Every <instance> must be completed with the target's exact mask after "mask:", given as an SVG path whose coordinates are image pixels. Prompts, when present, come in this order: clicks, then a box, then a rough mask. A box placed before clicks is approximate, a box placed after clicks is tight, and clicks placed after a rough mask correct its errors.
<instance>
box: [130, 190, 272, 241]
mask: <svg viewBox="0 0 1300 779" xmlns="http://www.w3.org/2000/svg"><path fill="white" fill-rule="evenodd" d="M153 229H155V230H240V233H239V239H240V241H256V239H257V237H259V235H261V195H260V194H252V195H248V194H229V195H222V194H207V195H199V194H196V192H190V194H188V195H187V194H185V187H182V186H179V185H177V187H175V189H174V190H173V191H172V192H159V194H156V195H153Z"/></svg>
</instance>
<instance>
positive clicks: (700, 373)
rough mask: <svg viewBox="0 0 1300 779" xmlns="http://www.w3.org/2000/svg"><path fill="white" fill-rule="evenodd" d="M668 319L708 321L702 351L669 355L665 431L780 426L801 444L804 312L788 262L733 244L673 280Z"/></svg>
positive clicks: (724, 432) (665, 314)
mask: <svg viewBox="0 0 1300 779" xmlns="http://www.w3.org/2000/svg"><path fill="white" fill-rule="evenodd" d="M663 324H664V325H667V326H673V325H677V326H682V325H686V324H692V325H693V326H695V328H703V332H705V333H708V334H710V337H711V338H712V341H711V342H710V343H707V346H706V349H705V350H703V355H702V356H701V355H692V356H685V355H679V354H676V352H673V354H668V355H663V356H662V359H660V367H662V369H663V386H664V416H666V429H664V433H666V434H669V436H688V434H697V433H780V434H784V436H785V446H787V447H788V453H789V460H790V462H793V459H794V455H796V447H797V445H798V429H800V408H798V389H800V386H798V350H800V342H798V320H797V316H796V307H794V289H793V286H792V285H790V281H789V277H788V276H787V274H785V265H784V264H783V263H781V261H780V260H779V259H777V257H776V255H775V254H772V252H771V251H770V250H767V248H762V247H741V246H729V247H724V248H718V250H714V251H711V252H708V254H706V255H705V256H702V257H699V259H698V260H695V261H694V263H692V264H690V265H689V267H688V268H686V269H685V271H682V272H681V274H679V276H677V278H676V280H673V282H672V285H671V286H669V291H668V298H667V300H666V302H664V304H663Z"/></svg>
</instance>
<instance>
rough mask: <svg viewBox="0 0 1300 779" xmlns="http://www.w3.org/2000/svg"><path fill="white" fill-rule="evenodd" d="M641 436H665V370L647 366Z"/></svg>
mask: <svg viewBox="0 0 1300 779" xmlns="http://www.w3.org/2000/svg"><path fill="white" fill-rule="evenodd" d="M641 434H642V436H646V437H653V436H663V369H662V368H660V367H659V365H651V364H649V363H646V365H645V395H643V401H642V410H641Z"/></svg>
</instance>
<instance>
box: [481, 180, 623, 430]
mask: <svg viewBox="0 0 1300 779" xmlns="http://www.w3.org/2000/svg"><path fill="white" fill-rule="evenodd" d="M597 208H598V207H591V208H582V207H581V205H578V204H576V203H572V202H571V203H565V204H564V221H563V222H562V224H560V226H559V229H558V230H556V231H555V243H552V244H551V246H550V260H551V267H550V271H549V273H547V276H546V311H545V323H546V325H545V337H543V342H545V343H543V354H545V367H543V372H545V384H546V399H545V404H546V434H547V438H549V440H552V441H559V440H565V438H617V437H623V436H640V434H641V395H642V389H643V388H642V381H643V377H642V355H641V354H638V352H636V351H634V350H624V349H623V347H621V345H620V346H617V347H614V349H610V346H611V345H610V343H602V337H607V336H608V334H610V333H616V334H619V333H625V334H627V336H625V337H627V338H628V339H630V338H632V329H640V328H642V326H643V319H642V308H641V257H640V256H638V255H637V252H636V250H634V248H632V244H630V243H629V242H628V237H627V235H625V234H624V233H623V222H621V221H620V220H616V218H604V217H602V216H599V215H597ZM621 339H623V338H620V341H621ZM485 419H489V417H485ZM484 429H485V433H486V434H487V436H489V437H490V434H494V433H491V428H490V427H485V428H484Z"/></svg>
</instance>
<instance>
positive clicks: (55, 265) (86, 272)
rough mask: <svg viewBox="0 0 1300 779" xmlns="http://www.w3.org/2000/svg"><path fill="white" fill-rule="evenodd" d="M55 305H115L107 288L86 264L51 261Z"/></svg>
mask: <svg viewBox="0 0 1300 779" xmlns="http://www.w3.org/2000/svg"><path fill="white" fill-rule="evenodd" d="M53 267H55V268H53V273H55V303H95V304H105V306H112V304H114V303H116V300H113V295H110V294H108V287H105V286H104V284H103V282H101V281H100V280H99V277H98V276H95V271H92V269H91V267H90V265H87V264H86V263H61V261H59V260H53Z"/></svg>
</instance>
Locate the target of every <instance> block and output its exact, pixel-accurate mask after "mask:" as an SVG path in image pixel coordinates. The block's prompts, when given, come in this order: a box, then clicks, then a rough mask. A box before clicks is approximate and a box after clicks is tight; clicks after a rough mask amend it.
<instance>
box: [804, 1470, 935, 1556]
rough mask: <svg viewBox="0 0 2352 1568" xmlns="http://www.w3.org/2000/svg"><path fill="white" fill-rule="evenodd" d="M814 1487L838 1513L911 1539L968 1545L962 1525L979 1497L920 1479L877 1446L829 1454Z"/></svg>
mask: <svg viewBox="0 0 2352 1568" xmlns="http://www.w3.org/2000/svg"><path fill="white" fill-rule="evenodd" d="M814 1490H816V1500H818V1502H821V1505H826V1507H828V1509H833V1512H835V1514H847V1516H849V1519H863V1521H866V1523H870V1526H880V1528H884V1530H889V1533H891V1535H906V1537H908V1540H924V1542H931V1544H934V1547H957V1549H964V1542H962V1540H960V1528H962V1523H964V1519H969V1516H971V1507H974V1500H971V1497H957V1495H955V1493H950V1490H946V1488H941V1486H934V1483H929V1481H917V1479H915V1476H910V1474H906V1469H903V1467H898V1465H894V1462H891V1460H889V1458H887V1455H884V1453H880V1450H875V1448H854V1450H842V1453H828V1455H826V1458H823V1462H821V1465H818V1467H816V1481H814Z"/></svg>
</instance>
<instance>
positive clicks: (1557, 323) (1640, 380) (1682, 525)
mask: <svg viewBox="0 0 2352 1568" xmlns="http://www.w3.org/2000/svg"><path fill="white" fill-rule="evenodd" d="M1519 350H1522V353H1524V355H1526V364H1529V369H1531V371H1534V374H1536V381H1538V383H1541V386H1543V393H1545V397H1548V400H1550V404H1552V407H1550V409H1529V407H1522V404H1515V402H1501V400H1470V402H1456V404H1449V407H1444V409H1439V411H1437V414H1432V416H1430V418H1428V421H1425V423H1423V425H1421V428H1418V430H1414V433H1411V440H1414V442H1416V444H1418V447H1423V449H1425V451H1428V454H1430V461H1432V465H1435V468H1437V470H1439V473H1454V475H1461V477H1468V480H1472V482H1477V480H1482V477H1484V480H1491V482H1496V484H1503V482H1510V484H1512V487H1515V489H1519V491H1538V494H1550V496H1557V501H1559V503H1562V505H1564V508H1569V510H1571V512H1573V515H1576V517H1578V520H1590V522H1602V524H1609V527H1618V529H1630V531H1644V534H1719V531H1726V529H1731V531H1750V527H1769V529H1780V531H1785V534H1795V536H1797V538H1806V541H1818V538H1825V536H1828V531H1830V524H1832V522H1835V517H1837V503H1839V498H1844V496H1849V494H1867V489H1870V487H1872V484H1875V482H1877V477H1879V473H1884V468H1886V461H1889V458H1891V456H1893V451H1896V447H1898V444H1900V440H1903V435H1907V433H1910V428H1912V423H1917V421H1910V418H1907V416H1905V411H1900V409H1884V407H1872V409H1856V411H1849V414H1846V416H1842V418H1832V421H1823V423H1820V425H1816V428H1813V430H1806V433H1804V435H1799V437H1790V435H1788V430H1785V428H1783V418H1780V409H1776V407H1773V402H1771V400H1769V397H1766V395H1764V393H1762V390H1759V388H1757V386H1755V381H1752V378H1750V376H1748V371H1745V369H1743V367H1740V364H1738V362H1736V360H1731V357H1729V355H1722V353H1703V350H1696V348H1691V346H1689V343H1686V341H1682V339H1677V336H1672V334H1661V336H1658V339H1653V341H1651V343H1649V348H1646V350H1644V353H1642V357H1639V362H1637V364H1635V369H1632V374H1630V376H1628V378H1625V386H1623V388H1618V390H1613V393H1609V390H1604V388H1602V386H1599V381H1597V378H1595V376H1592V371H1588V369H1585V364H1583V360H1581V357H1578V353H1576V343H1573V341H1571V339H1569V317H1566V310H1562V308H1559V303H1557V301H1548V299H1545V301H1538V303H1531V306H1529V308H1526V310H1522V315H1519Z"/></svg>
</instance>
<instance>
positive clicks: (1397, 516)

——————————

### ACTIVITY
Please reproduce exactly the lines above, beginning with the first and ending with the line that contains "319L708 321L702 351L669", and include nothing outside that range.

### SOLUTION TO THE EXERCISE
Every <instance> must be completed with the target's exact mask after "mask:", given as an SVG path whose coordinates are image pixels. Prompts, when present, come in this order: clicks, then a box, then a rough mask. A box placed before clicks is approximate, a box placed after clicks is tight, and clicks placed after a rough mask correct its errors.
<instance>
box: [130, 190, 272, 241]
mask: <svg viewBox="0 0 1300 779" xmlns="http://www.w3.org/2000/svg"><path fill="white" fill-rule="evenodd" d="M153 229H155V230H240V233H239V239H240V241H256V239H257V237H259V235H261V195H260V194H252V195H248V194H229V195H222V194H207V195H199V194H196V192H190V194H188V195H187V194H185V187H182V186H179V185H177V187H175V189H174V190H173V191H172V192H159V194H156V195H153Z"/></svg>
</instance>
<instance>
positive clicks: (700, 373)
rough mask: <svg viewBox="0 0 1300 779" xmlns="http://www.w3.org/2000/svg"><path fill="white" fill-rule="evenodd" d="M668 319L708 321L702 351L669 355L665 431L780 426L801 444L804 312L788 262L733 244L673 280Z"/></svg>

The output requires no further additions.